Transcribe a passage of the post below about preparing for a six-minute walk test, beginning at the words "I was unable" and stopping after the words "back in 1992.".

*** Opening Document extract ***

Dr. Haddad believed that removing the stones would reduce the inflamed areas so that parts of my lungs shut off from a steady flow of Oxygen would come back on line and could actually increase my lung capacity.
The jury is still out but I can tell you this; before that last spell of humidity hit, I was experiencing a jolt in my well-being.
When they tested me in March, I was huffing and puffing so hard that by the end of the 6-minute walk, I couldn’t talk. I was on six liters of O2 and hitting less than 85% oxygen saturation at the end of the line. In contrast, a normal person would be at about 97% O2 saturation after a 6-minute stroll.
I was unable to do anything more than getting through the day. I was tired and this last tax year proved to be more difficult than any tax season since I broke my hip back in 1992.
Sometime around the end of May, I started to feel better. Nothing tangible to report, but I was suddenly not as tired as I had been all winter.
In June, I was significantly better. So much so that Dr. Budev, the transplant coordinator, was asking me if I was happy with my “condition” and that if I was, we could push the lung transplant down the road a bit. Of course, this is old news to followers to the blog, but if some posts were missed, this will bring us all up to date.
About a month ago, toward the middle of July, I was able to ride the stationary bike for 15 minutes. Up until that time, I had not been able to do more than six to eight minutes. Remember I talked about this in an earlier post. I focused on the fact that my arms did not ache as they did when I hit the four-minute mark before July.
Well, since the second of August, I have been able to exercise every day. I have been swimming, not just moving around in the pool like I was earlier in the summer. I was now doing laps.
Of course, because I have to wear Oxygen while in the pool I have to make certain allowances. For instance, I have to use a small float in order to make sure I stay above water. I also have to do the sidestroke so that the 20 ft hose I have attached to my portable tank is not all tangled up.
In any event, I have been able to ride the bike for fifteen minutes, except, of course, for the two day when the AC was down and could only make it to twelve, done yoga or swam every day since the second of August.
This is the longest stretch of continual exercise I have been able to manage to string together since the summer of 2007.
The turmoil of the past three weeks, the AC problem and Toby finishing the long delayed remodel of our home, was bearable because of this string of exertion I have been able to cobble together. For the first time in many months, I feel I have stabilized and am cautiously thinking about a future that isn’t totally dominated by thought of a pending lung transplant.
In my situation, I will have to have a double transplant and as of now, the protocol for a person in my situation dictates that the upper age limit for a double lung transplant is 60. Since I am now 52, I have an eight-year window. If I can push the transplant back further, perhaps, because of ever expanding technology, the procedure will be less dangerous when it is my turn to go under the knife.
That is why this upcoming six-minute walk means so much to me.
On September 15, I will take that walk knowing that I am in a much better place than I was back in March or even June.
Dr. Budev told me that I am still in a very precarious situation, that another bout of ARDS like I had in 2004 or a bad infection like I came down with last fall could kill me. But that would be the situation even if I had a lung transplant.
I need to take any time that I can get and to focus on strengthening my overall health. As of now, I have lost 7 pounds and have dropped by my BMI since the beginning of August. I can now fit into the clothes I was wearing back in 2007.
My fat clothes have been shoved back to the end of the closet. And, best of all, my man boobs are no longer screaming out for a Playtex Living Bra.
As of now, I am at least aiming in the right direction.
All I can do is try to maintain the momentum I have going as the last days of the summer of 2010 slip slowly away.
Six minutes. It sure doesn’t sound like much. But, those crucial six minutes smack in the middle of September could very well determine what will happen to me for the rest of my life.

*** Closing Document extract ***
*** Opening Extracted data ***

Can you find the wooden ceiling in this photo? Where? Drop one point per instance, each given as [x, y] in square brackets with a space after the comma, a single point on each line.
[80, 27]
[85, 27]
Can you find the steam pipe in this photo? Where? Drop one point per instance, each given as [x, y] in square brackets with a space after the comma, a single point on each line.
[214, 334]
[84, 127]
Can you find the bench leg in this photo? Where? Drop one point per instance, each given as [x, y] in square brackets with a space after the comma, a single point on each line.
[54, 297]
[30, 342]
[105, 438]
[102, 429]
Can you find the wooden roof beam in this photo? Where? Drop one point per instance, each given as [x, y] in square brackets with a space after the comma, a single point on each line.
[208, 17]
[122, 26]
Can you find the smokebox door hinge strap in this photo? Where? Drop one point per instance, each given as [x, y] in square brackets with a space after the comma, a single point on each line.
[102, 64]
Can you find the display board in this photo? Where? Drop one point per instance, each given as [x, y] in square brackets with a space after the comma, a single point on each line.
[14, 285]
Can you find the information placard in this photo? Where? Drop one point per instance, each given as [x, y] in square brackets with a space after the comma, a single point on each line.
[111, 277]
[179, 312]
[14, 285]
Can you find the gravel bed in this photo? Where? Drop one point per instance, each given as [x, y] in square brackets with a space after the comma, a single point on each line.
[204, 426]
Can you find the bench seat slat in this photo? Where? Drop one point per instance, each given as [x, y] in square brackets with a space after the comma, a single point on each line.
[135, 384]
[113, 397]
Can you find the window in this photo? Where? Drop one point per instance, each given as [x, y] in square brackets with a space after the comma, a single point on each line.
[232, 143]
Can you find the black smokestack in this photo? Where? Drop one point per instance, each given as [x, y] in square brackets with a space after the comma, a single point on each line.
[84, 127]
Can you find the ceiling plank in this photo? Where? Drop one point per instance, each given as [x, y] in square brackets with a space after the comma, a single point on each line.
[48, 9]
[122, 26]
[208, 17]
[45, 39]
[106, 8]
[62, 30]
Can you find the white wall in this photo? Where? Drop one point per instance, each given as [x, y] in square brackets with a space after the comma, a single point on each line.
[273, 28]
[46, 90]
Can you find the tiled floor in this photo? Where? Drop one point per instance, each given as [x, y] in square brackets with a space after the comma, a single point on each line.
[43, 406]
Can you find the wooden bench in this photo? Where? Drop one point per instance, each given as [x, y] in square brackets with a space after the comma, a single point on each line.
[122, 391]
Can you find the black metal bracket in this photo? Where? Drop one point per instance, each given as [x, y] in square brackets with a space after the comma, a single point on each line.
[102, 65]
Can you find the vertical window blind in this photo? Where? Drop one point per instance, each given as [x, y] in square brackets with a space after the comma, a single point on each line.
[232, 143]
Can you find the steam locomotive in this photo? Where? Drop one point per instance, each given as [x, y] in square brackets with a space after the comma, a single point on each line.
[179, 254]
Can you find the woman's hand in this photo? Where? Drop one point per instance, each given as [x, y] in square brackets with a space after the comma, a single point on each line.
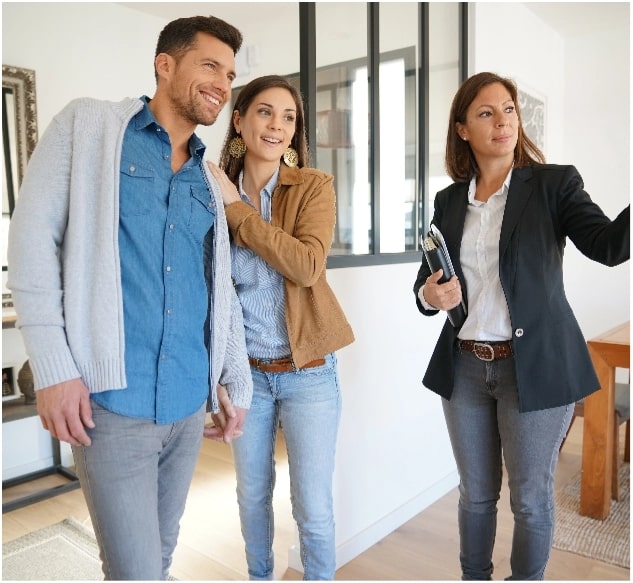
[227, 188]
[443, 296]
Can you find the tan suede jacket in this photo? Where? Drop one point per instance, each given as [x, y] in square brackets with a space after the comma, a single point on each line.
[296, 243]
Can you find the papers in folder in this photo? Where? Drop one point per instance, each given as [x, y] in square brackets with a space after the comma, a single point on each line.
[437, 257]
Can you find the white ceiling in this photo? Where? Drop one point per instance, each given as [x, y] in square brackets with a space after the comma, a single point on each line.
[569, 18]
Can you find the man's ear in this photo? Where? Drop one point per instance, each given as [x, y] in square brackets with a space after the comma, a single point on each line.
[164, 65]
[236, 121]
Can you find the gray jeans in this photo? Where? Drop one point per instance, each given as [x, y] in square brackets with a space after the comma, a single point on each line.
[484, 423]
[135, 477]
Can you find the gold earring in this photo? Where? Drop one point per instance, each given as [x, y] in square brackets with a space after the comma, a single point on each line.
[291, 158]
[237, 147]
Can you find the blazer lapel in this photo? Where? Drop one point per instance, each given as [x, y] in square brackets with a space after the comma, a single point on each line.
[518, 196]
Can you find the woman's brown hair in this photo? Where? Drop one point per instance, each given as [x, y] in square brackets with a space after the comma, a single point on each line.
[460, 162]
[233, 166]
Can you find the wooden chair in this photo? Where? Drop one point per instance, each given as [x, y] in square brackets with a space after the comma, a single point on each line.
[622, 415]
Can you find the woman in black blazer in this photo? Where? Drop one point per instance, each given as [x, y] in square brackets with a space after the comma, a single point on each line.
[509, 376]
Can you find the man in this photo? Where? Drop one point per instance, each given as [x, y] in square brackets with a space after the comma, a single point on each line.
[119, 264]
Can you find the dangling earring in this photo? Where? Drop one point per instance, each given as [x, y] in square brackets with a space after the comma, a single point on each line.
[237, 147]
[291, 158]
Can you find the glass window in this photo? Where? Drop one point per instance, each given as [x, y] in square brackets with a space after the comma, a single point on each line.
[399, 34]
[342, 110]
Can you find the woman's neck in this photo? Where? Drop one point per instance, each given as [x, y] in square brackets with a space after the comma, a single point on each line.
[256, 176]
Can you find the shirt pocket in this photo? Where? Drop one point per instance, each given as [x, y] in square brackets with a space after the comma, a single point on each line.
[135, 189]
[201, 213]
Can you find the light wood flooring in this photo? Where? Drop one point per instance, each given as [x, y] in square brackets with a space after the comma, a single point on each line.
[425, 548]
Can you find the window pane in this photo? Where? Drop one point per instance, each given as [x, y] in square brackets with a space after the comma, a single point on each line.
[342, 119]
[443, 84]
[398, 126]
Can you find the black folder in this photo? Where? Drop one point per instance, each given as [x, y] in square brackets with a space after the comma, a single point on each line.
[437, 257]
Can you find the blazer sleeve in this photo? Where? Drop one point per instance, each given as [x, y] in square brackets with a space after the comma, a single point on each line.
[592, 232]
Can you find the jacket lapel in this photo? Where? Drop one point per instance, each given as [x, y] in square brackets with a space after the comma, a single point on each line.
[518, 196]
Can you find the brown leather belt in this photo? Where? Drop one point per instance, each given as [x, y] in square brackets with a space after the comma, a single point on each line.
[487, 351]
[281, 364]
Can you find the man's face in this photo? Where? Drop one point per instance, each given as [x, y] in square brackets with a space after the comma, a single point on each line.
[201, 81]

*** Closing Extracted data ***

■ **Task result**
I was unable to do anything more than getting through the day. I was tired and this last tax year proved to be more difficult than any tax season since I broke my hip back in 1992.